## [TASK DETAILS]
Locate every line in the entries below that contains the word "sitting", and copy each such line.

## [INPUT DATA]

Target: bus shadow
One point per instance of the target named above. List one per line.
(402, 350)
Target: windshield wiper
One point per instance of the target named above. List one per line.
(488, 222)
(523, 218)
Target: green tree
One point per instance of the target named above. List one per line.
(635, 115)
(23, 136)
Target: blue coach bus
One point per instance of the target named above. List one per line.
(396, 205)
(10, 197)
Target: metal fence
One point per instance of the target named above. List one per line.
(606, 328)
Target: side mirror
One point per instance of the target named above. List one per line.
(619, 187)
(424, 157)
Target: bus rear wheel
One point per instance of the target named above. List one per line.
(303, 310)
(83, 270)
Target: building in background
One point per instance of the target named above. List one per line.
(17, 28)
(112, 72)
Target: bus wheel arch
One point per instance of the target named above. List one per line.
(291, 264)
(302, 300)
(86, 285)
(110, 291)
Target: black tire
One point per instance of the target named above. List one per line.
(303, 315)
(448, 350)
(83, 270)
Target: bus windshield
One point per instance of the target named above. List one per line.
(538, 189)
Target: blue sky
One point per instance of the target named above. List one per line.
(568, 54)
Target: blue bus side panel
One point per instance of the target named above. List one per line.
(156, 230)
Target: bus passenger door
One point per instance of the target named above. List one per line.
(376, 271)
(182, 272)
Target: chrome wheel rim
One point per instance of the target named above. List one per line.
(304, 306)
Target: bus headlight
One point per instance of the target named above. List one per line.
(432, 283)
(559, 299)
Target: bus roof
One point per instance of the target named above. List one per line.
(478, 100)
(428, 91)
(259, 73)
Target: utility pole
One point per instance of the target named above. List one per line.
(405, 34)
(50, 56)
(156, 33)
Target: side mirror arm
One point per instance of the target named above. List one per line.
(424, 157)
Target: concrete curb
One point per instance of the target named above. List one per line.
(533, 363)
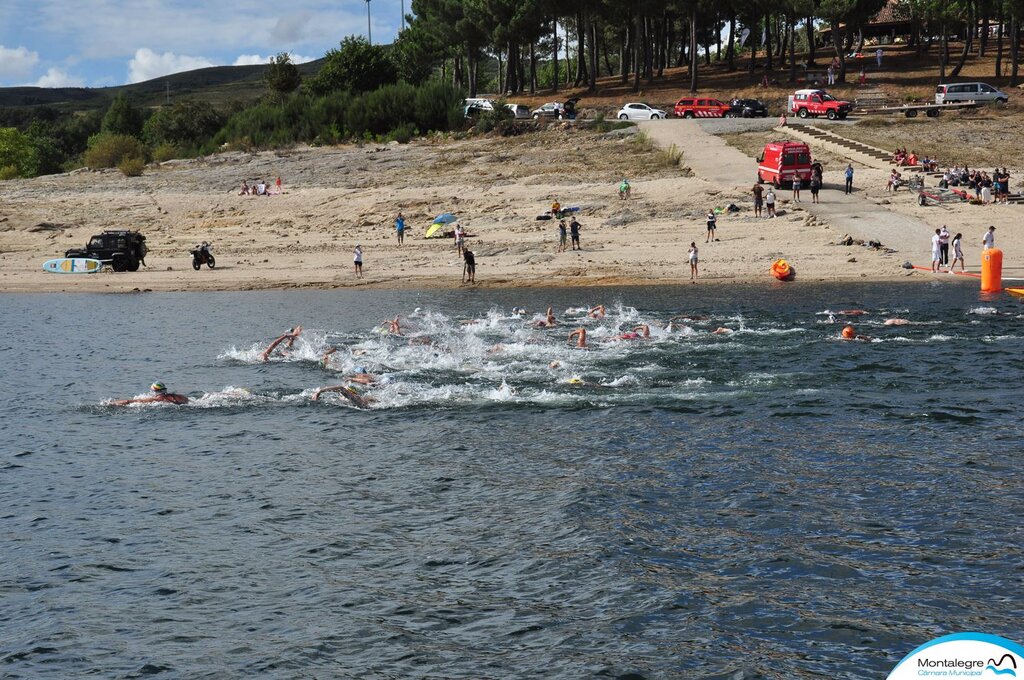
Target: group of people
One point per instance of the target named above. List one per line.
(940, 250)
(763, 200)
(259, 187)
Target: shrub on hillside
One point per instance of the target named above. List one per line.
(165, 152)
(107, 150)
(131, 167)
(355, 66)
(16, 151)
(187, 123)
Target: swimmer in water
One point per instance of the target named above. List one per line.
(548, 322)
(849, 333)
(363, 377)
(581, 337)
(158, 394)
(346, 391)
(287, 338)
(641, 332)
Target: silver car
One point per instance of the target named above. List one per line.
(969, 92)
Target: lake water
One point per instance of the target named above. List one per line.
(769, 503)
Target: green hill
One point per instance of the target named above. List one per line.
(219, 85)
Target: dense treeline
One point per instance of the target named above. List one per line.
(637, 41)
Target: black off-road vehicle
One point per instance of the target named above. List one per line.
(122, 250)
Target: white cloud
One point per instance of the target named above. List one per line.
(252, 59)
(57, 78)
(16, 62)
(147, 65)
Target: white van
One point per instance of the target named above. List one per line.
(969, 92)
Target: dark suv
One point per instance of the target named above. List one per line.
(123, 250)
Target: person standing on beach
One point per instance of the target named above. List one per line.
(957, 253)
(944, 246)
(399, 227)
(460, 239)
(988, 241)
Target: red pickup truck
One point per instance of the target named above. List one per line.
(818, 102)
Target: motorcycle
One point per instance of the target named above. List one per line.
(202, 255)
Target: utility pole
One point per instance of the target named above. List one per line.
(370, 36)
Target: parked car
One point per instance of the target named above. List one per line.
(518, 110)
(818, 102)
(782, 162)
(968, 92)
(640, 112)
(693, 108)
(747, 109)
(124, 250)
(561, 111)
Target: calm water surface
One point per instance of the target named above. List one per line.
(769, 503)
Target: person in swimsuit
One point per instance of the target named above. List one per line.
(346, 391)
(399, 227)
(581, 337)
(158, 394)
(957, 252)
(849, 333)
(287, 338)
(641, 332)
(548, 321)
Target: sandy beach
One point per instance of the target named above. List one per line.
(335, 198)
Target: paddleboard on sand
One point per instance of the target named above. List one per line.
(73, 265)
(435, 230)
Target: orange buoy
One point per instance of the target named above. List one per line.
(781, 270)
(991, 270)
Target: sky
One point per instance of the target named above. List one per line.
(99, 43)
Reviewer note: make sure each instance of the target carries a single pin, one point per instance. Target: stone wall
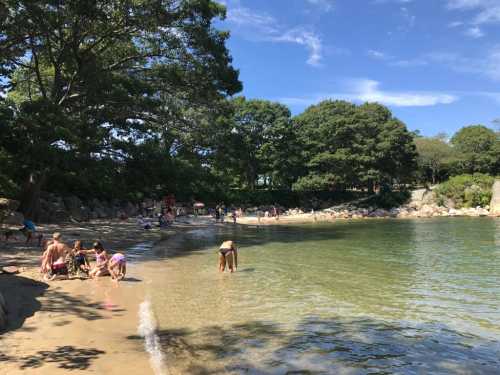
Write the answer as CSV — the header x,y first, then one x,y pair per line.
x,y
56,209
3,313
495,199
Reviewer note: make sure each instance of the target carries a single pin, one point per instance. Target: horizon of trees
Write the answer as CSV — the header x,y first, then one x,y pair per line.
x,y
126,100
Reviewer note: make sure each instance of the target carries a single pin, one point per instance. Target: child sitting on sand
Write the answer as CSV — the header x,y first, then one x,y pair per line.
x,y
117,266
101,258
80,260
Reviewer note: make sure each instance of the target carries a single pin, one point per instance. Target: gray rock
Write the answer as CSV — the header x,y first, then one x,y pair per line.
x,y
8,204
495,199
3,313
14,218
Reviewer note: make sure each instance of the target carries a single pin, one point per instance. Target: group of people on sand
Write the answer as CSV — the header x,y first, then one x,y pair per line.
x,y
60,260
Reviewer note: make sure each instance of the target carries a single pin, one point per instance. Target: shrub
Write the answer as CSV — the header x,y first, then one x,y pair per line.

---

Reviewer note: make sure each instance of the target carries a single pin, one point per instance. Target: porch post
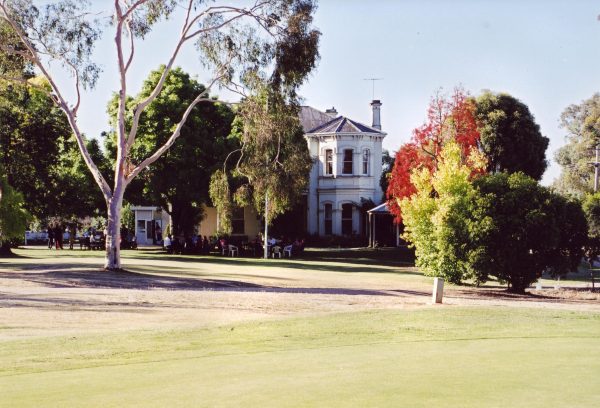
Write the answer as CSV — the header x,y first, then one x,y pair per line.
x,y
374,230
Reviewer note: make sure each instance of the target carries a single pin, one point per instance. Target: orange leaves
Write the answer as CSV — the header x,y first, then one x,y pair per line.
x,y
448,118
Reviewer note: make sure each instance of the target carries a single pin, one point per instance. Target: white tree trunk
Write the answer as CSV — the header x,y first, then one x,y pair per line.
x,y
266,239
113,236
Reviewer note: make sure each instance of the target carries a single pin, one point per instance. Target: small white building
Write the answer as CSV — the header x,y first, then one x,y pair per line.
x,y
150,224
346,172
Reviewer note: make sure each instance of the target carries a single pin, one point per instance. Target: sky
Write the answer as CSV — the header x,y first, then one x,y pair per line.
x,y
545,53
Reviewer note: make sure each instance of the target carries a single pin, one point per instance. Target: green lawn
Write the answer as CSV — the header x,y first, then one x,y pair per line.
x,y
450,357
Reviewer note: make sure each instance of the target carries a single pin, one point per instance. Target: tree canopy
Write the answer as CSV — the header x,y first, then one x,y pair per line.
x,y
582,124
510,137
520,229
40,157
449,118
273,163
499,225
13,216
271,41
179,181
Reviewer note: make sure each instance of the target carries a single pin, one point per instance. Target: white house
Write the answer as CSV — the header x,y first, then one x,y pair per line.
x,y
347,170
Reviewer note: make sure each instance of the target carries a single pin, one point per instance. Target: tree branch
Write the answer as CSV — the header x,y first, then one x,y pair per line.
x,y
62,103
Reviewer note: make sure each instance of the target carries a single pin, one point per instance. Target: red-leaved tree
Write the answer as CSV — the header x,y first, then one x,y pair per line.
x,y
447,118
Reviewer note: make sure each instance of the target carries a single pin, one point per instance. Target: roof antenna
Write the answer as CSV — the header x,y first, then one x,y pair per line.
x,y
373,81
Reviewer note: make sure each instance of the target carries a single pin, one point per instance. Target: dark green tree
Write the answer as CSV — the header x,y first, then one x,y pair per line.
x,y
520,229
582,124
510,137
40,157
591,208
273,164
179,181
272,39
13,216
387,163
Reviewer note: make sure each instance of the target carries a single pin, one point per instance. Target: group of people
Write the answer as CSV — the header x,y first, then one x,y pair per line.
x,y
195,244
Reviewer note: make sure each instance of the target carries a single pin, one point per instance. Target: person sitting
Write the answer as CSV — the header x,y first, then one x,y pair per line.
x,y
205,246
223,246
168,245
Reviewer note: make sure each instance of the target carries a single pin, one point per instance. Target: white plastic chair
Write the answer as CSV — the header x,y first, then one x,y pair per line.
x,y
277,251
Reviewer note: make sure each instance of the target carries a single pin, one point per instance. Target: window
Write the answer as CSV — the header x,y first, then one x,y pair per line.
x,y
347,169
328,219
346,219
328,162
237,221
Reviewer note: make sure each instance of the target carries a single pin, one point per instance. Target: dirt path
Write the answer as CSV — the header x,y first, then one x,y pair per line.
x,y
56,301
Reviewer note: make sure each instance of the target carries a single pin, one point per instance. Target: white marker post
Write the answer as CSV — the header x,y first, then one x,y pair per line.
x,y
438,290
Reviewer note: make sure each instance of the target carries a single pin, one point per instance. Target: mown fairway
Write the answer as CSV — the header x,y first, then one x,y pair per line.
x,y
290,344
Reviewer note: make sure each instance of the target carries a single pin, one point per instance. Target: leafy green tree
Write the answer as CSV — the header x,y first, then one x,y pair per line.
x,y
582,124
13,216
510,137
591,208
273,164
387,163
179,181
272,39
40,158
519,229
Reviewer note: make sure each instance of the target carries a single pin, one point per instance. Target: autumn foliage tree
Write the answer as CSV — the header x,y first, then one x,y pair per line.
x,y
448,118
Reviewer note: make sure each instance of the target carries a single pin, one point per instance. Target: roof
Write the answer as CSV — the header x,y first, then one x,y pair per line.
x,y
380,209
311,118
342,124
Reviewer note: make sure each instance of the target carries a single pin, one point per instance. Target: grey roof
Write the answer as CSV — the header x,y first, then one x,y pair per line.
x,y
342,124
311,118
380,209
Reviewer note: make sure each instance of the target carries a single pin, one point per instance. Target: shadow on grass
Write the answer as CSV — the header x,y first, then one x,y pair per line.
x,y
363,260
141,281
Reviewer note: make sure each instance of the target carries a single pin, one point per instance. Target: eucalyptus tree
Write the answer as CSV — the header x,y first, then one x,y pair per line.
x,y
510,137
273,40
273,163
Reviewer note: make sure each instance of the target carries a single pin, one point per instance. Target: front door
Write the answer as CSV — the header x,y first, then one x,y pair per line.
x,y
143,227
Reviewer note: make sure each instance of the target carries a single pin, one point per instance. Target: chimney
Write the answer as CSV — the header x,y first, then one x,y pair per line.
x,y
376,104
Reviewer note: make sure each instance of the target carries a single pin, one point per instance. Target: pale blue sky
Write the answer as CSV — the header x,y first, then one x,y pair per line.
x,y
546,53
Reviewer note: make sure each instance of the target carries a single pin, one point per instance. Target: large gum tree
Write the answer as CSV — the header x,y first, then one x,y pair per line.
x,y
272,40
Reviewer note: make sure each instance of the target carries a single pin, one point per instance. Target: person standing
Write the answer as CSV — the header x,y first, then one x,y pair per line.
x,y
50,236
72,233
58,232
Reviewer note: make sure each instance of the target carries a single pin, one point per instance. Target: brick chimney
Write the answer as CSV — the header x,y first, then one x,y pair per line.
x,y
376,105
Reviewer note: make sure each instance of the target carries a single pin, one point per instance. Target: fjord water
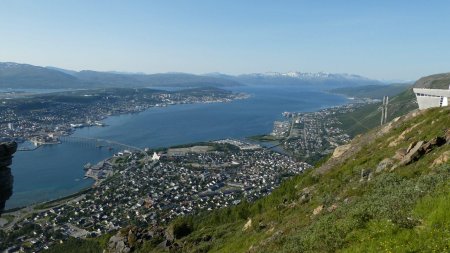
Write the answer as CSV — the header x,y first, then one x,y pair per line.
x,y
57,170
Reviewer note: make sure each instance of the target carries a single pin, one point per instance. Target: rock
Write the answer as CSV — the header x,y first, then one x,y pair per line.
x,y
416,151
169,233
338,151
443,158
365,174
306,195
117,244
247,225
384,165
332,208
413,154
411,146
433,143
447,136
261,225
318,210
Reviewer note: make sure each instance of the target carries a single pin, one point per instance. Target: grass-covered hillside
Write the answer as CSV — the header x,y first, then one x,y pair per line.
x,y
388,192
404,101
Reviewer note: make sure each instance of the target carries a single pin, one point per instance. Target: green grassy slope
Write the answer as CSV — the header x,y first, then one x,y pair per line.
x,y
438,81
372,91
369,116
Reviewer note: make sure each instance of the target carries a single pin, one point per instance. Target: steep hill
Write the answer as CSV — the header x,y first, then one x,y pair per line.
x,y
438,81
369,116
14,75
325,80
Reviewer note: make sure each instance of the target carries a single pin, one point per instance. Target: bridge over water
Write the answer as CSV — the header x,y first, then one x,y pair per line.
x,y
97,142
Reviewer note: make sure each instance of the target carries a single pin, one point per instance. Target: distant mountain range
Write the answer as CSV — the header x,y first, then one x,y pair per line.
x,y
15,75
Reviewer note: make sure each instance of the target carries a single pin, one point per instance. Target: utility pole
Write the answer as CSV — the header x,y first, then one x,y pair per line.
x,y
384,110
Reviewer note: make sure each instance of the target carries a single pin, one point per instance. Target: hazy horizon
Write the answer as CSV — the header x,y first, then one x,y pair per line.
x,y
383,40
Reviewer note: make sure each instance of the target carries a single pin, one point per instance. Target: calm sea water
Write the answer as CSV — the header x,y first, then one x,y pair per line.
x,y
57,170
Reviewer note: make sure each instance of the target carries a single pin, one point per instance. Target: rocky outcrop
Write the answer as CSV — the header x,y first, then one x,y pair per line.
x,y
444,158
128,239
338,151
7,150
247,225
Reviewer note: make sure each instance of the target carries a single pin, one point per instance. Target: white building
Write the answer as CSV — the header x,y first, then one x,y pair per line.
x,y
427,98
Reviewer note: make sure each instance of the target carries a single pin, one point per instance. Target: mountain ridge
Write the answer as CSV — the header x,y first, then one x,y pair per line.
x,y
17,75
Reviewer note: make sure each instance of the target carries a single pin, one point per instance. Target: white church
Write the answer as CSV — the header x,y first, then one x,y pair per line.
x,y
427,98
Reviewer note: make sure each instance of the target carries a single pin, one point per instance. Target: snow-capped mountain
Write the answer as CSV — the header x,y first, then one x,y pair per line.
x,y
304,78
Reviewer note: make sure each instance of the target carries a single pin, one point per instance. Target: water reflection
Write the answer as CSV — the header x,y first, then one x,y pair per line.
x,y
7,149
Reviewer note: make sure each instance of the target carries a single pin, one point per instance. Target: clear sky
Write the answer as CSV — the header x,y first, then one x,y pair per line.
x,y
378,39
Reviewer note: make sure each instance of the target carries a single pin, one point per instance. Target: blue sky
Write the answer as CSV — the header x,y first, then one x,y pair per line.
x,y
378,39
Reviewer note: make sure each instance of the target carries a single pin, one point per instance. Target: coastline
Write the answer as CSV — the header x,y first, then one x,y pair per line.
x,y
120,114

==

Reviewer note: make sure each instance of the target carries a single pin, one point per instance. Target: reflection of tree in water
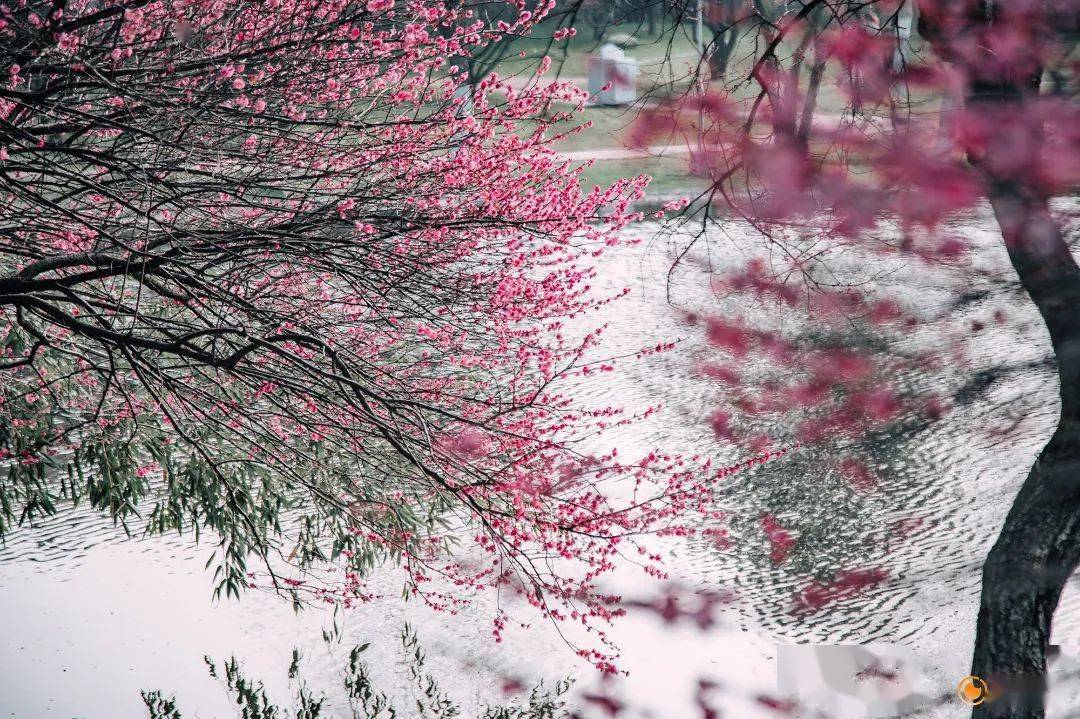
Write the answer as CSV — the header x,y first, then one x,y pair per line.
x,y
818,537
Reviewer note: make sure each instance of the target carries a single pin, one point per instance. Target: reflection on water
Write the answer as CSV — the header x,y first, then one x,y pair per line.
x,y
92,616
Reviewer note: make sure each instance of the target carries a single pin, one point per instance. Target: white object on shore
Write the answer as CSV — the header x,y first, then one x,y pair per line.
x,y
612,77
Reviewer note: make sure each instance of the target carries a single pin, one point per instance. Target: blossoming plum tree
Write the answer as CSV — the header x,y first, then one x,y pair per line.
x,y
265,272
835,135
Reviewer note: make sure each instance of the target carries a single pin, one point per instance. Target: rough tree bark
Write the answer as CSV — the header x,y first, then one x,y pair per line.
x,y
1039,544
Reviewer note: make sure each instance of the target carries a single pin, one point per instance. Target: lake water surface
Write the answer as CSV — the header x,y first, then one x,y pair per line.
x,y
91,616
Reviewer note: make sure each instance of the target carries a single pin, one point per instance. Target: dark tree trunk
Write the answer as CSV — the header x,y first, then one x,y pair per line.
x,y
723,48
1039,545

## [PROBLEM SOLUTION]
Reviewer note: make sure each instance of the target carries a single pin, one point per instance. Target: child sitting on sand
Reviewer note: make sure each instance of the target carries a single pin, one point per instance. Target: person sitting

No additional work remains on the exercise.